Reading passage Block Start

Election day dread

Australians’ trust towards their politicians has hit an all-time low in lead up to the next federal election. 

Australia will go to the polls on May 18 and young people are calling to be heard and for the in-fighting to stop.

Photo: Amy Kennedy

One Nation’s candidate for Moore Tyler Walsh said a move away from major parties would not be surprising.

“Since a lot of damage has been done by the two major parties, it wouldn’t be surprising to see a significant swing against the majors at this year’s upcoming federal election,” Mr Walsh said. 

University of Western Australia senior lecturer Glenn Savage said Australians had held a longstanding scepticism towards their politicians however the last couple of years had seen this level of distrust increase.

“The last change in government in 2013 and the likely change coming at the next election, can in many ways be attributed to this lack of party discipline and direction and heightens this sense among voters that politicians often act in their own interest” he said.

Mr Savage said young people in Australia had grown up in a time where leadership uncertainty was the new normal. 

“There is no doubt that both Labor and the Coalition have failed to portray an image of stability,” he said.

“For a while a popular attack of the Coalition’s was the chopping and changing of leadership within Labor, now the Coalition is guilty of the same crime,” he said. 

University of New South Wales lecturer Mark Rolfe said: “Australians hold negative attitudes towards their politicians because it is embedded in our political DNA, in the very nature of our system and political culture since European settlement.

“Australians are prepared to believe the worst of politicians, each party accuses the others of lies, corruption and conspiracies, basically because they can profit from them,”

Reading passage Block End
Data provided Block Start

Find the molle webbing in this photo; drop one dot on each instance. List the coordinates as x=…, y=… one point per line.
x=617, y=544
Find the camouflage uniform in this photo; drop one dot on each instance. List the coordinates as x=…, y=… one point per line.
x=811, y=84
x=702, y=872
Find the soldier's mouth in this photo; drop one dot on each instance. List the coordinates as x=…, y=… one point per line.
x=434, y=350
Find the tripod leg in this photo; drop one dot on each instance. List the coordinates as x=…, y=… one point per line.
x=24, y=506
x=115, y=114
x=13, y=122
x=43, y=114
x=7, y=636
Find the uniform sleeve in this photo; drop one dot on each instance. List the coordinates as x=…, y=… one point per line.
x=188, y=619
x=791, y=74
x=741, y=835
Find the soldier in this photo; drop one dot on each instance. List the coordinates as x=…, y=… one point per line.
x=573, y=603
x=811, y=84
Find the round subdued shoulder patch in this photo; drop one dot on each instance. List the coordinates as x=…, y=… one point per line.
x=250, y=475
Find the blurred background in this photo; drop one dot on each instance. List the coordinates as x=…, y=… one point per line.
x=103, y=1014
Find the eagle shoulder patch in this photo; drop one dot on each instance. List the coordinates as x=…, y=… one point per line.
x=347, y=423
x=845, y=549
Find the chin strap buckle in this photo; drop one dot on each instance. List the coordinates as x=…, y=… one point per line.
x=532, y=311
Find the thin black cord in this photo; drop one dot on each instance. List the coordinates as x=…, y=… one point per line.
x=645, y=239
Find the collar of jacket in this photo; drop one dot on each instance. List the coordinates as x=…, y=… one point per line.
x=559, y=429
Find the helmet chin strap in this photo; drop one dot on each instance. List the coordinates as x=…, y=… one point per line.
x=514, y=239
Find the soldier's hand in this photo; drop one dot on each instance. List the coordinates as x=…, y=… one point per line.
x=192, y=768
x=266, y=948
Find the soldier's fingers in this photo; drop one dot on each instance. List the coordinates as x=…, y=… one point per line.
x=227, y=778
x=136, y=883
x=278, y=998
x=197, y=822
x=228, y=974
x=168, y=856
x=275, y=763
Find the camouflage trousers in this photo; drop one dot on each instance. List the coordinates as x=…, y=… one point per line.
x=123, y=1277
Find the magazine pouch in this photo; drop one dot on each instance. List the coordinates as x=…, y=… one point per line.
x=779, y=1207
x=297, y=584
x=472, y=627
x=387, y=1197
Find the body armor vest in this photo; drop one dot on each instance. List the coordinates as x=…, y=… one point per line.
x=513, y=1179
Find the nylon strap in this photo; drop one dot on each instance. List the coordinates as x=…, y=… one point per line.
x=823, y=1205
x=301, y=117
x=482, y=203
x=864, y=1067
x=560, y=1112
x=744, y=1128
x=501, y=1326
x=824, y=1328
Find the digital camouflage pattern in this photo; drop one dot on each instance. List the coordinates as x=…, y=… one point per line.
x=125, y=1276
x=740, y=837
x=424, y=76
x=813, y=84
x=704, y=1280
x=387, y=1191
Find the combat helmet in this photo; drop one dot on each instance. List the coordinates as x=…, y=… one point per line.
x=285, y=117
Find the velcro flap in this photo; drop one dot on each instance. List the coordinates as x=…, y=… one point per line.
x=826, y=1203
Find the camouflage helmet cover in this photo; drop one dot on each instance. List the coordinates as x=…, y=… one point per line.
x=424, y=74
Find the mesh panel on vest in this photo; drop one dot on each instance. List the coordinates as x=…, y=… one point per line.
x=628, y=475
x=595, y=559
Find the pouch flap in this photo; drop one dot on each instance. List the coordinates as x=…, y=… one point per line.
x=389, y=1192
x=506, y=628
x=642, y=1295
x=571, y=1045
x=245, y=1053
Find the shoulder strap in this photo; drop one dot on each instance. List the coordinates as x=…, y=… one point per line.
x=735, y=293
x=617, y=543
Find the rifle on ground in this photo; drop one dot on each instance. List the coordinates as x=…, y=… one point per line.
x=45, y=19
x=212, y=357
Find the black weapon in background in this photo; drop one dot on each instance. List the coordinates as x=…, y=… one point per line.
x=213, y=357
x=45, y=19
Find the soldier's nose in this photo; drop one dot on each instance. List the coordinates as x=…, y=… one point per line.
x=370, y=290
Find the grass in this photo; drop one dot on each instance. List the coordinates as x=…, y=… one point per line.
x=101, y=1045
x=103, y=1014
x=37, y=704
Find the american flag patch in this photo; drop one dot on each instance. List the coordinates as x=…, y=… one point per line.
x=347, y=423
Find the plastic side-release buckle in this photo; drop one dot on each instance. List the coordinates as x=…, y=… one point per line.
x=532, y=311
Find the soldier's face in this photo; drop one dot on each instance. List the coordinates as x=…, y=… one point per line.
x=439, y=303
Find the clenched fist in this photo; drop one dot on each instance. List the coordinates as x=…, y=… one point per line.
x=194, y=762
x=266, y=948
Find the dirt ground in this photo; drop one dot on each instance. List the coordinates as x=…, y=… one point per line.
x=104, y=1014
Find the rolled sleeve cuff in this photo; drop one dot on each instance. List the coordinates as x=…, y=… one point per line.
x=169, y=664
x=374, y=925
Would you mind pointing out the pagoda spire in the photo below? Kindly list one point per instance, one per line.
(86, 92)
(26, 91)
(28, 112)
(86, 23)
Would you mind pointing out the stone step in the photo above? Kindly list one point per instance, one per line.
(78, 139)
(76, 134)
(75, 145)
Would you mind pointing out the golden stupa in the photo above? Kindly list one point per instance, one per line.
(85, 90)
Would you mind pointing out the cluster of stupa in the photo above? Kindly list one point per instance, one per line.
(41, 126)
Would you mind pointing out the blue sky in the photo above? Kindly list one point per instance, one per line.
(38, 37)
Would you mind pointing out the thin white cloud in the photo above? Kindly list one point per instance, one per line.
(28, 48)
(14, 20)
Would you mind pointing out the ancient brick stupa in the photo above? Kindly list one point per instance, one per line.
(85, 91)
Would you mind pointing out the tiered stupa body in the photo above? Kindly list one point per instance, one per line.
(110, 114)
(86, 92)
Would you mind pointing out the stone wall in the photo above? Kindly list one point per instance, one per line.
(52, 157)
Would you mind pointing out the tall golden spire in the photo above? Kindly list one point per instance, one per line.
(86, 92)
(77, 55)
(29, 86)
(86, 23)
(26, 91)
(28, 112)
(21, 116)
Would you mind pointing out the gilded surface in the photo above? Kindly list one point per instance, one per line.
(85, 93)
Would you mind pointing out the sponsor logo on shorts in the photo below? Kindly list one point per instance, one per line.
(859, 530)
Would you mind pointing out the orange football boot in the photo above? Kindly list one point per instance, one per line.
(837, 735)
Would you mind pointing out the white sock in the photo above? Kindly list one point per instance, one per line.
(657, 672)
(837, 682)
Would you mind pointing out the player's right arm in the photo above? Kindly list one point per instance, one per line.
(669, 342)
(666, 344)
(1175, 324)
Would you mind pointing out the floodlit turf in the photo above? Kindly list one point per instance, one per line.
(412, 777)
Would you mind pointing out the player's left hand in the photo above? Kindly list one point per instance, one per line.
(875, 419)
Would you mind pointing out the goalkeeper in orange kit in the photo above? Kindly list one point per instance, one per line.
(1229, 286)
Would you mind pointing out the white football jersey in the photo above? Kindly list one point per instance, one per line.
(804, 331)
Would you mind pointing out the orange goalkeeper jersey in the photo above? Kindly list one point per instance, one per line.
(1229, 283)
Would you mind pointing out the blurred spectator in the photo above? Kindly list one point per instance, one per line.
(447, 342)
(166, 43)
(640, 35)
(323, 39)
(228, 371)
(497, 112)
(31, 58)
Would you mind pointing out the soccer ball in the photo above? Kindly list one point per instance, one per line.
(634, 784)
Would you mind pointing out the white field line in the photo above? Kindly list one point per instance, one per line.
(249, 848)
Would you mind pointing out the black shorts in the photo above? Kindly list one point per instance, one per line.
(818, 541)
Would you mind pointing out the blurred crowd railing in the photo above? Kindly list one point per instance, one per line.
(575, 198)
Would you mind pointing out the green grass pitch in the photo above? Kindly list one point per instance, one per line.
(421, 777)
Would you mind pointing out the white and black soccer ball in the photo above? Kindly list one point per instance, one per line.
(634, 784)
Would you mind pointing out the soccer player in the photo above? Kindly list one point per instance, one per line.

Data provided Block End

(Exercise)
Can you output, word for word, the part of the article on voter distrust of politicians that starts with "Australia will go" and goes on through "of distrust increase."?

(Answer space)
Australia will go to the polls on May 18 and young people are calling to be heard and for the in-fighting to stop.

Photo: Amy Kennedy

One Nation’s candidate for Moore Tyler Walsh said a move away from major parties would not be surprising.

“Since a lot of damage has been done by the two major parties, it wouldn’t be surprising to see a significant swing against the majors at this year’s upcoming federal election,” Mr Walsh said. 

University of Western Australia senior lecturer Glenn Savage said Australians had held a longstanding scepticism towards their politicians however the last couple of years had seen this level of distrust increase.